> **DESCRIPTION OF THE TASK**: Write the next part of the sports association by-laws given below, starting after their final sentence.

By-laws of the
Bellevue Sports Athletic Association, Inc.
Article I – Offices and Records
The corporation shall maintain a registered office in Nashville Tennessee, and may maintain such other offices and shall keep its books; the Board of Directors may from time to time designate documents and records at such places within or without Tennessee.
Article II – Membership
2.1 Who is a Member
Members of the corporation shall be those persons who, within the year preceding the annual meeting of members, as proscribed herein, shall have fulfilled the obligations of membership as required by the Board of Directors to be members. Members may vote in Board of Directors elections, but only one vote per parent or legal guardian shall be counted in all tallies of votes at all membership meetings.
2.2 Membership Categories
Members shall be categorized, for the purpose of electing members of the Board of Directors into the following groups with the following requirements:
Baseball twelve and under – Members must have a child enrolled in at least one of the baseball programs offered by the corporation who is twelve years old or younger as of the date dictated by the rules of eligibility to play baseball as stipulated by the baseball organization whose rules the corporation has adopted. In the absence of those rules, the child must be twelve or under as of the membership meeting date.
Baseball thirteen and over - members must have a child enrolled in at least one of the baseball
programs offered by the corporation who is thirteen years or older as of the date dictated by the rules of eligibility to play baseball as stipulated by the baseball organization whose rules the corporation has adopted. In the absence of those rules, the child must be thirteen or over as of the membership meeting date.
Softball – members must have a child enrolled in a softball program offered by the corporation.
2.3 Member duties
Members have a duty to participate in the election of Board of Directors and attend all duly called and noticed meetings of the members. They also have the responsibility, both individually and collectively to participate in events organized by the Board of Directors, and to make a genuine attempt to see that all participating children enjoy the facilities of the programs in as safe a manner as possible.

> **INFORMATION SUPPLIED**:
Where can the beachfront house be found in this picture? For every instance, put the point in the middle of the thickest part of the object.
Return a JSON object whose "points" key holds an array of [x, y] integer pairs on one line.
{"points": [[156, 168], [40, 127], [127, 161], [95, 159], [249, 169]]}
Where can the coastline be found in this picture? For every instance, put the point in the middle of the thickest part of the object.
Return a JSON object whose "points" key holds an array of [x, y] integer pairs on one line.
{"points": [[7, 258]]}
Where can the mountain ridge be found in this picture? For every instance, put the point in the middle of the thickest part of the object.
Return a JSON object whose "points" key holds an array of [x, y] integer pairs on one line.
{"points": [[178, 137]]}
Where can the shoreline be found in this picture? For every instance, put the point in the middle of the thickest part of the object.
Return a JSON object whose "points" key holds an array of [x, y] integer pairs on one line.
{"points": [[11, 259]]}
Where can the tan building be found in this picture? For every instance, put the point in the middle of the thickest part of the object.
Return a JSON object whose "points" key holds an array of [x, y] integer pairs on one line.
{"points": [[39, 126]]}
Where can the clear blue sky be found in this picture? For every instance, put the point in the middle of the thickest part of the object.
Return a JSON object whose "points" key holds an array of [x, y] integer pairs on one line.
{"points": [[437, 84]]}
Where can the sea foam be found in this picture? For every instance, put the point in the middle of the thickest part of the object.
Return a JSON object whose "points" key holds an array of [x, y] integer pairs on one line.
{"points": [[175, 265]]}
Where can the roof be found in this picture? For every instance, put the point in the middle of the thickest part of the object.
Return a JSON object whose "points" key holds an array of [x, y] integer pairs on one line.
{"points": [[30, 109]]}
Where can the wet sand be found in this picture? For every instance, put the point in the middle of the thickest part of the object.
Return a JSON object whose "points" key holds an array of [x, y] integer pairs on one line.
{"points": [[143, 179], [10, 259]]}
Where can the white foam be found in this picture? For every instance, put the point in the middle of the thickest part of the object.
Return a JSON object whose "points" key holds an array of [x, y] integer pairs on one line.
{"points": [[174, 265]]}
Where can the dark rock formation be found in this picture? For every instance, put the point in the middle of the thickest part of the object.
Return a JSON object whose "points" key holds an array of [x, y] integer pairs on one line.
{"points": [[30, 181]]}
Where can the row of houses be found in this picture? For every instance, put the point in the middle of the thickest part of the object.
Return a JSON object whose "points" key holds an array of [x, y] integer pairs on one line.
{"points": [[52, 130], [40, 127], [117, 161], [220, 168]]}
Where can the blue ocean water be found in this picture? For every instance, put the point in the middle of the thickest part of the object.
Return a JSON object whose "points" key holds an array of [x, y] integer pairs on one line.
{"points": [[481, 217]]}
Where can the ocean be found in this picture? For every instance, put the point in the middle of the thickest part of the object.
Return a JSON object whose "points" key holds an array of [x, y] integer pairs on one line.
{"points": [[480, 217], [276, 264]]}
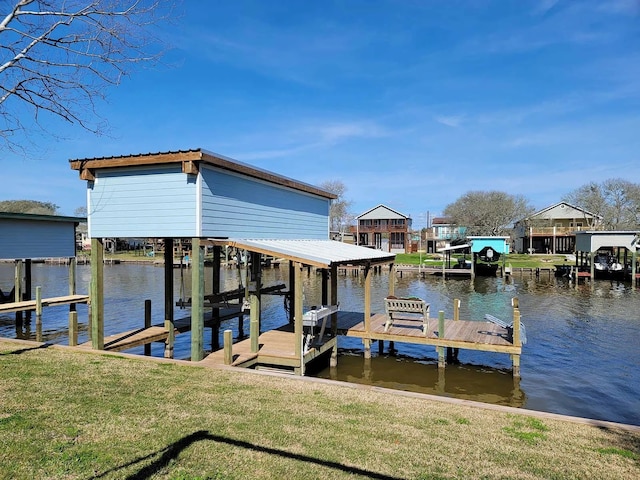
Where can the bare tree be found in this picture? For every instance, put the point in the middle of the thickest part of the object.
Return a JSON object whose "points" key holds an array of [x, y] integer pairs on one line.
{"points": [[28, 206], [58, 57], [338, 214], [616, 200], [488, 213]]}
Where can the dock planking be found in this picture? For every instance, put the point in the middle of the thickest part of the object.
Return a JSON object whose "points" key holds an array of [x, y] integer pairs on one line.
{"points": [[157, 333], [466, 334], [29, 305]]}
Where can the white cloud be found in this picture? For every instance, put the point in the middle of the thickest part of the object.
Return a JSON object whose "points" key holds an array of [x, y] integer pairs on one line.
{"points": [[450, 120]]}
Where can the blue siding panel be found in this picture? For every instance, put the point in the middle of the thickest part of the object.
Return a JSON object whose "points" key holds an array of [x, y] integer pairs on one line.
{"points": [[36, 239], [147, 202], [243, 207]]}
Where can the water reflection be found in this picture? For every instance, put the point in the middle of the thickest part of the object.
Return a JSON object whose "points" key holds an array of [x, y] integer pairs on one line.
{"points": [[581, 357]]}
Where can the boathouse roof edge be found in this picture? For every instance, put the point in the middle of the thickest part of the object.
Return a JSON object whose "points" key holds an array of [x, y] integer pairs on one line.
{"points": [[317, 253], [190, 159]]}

> **REPLY TO THE TASK**:
2.4 Meeting of the members
Each calendar year, on any Saturday in the month of May, as decided by the Board of Directors as being most convenient to as many members as possible, an election of the Board of Directors shall be held from 30 minutes of the start of the first game and until 30 minutes after last game of the day or 7 PM, whichever is earlier. If weather prohibits the elections on the scheduled Saturday, then the elections will be rescheduled to the following Saturday The election shall be by written ballot and shall be held at the Reese Smith/Exchange Club of Bellevue baseball field located at the 621 McPherson Dr. in the southwestern section of Davidson County, locally known as Bellevue Tennessee. The Officers of the Corporation shall choose a polling place of convenience within the park facility. Members will be allowed to show proper identification as required by the Secretary or his representative to prove their membership and vote during these hours. The Secretary or his representative shall keep track of who voted and be sure voting is conducted according to these by-laws. The ballots will be counted and the vote totals will be announced and posted by 10:00 PM the following day. Nominees to the Board of Directors will not be allowed to count votes or oversee any of the election process in any way.
2.5 Special Called meetings
Special called meetings of the members shall be held when 5% of the members, as certified by the Secretary, petition the board, in writing, for such, or a majority of the Board of director’s votes in a regular or special called meeting of the Board of directors to hold such. The purpose of the meeting and the date and time of the meeting shall be sent to each member in the notice of the meeting. Only the purpose, for which the meeting is called, may be discussed at a special called meeting.
2.6 Notice of membership meetings
If regular schedule Board meeting is to be moved. Written notice shall be e-mailed to the last known e-mail addresses of all members neither less than 7, nor more than 30 days prior to the meeting date. A member’s presence or proxy submitted at the meeting shall constitute a waiver of the notice of such meeting for that member and all members of their family or household. All meetings, election dates and times shall be posted on the website.
Any member who finds that they cannot attend any duly called meeting of members may offer a proxy, properly executed, on forms supplied by the Board of Directors in the notice of the meetings. Such proxies will be verbally revocable by attendance at the meeting by the member giving such proxy. Proxies will allow the representatives of the member who signs it to vote as the member in their absence on any and all matters that require a vote at the meeting of the members for which it is signed. New proxies must be signed for each meeting.
A count of 10% of total membership shall be required as a minimum to qualify as a quorum at a meeting of the members. If no quorum is present, an alternative date may be announced at the meeting and the meeting shall be adjourned without holding elections or conducting business. Notice of such alternative date shall not be required to be mailed a second time. The meetings may be postponed in this manner, indefinitely, until such time as a quorum exists.
2.9 Order of Business
The order of business that shall be observed at all meetings of the membership and Board of directors shall be Roberts Rules unless otherwise specified herein or unless otherwise agreed upon at that meeting by a majority attending that meeting.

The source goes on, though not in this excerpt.